◆ **ASSIGNED TASK**
The records that follow need to be printed exactly. Leave out each image.

[Point-per-instance localization data]
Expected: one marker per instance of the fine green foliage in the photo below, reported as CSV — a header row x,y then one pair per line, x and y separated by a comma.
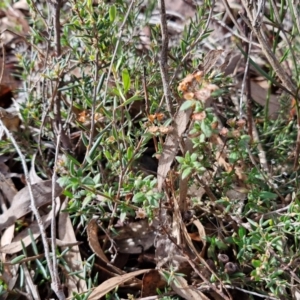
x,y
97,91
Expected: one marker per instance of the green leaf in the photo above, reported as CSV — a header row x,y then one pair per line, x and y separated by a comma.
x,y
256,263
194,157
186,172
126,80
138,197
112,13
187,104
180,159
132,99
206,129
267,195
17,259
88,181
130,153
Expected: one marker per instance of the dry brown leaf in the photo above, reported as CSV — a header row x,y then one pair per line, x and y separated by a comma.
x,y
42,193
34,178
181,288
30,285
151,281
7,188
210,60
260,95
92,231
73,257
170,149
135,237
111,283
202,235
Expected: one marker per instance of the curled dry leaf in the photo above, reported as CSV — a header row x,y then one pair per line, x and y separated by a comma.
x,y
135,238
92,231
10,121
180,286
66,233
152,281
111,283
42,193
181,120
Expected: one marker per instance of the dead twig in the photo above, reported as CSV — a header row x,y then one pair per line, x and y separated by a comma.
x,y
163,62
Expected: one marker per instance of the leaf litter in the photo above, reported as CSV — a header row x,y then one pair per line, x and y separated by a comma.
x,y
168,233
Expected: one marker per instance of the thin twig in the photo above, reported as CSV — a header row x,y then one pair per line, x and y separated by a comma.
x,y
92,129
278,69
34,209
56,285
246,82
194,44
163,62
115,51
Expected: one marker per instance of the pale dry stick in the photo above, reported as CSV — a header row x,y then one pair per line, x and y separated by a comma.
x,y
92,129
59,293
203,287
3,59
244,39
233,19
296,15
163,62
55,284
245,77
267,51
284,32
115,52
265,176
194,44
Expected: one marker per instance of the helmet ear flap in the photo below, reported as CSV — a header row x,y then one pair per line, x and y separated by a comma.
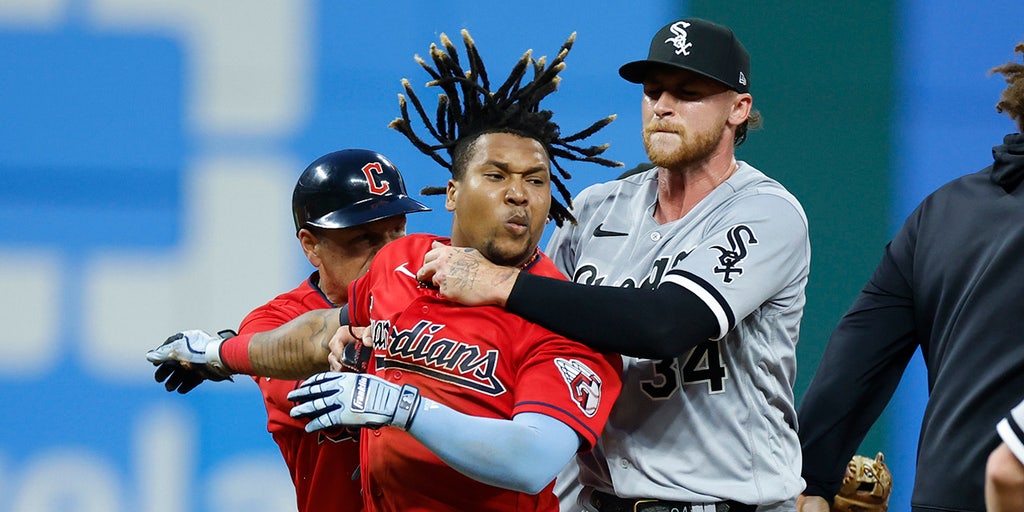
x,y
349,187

◆ **ANSWER**
Expected: one marker per instance of the fine green foliage in the photo below, reported as CSV — a header row x,y then one pair per line, x and y separated by a comma.
x,y
97,91
Expected: one marker per instance of the green leaf in the photo above, reported as CSV — a header row x,y then one pair per line, x and y separated by a comma.
x,y
256,263
194,157
186,172
126,80
138,197
112,13
187,104
180,159
132,99
206,129
267,195
17,259
88,181
130,153
Expected: one marker per instance of the dry brown leaf in the photo above, reported as CSV — a header row x,y then one pair per line, x and y separated by a comma.
x,y
42,193
34,178
181,288
30,285
151,281
7,188
210,60
260,95
92,231
73,257
170,149
135,237
111,283
202,235
Expected: one marker per instance of the curled dry leaf in the photo above, reported as CSV — a header row x,y then one pair per line, x and y separated by a comma.
x,y
135,238
92,231
10,121
180,286
66,233
152,281
111,283
42,193
181,120
Expected: one marker per instance of the dead twig in the photo above, reported as CSV — a header row x,y then one pair per line, x and y separated by a comma.
x,y
163,62
Expected: one marker per instance of the leaf litter in the photo above, reported as CSV — a header row x,y then one pair per line, x and y separated by a comma.
x,y
168,233
Expected: one marker per instance of the thin twig in the photo above, reported as CSV — a header row x,y then one pair per line, x and y separated by a comma.
x,y
92,129
278,69
34,209
56,285
246,82
194,44
163,62
115,51
Expected: one marker per instance of the pale dry stick in the photo above, reported as CSV — a header row x,y then one pair per line, x and y separated by a comma.
x,y
92,129
59,293
203,287
3,59
244,39
233,19
296,15
163,62
55,284
245,77
267,51
284,32
115,52
265,176
194,44
Expected: one marker per instance of the helmet ear flap in the photo below, reported as CSV — a header row x,y then one pair per line, x and y separated by a comma.
x,y
349,187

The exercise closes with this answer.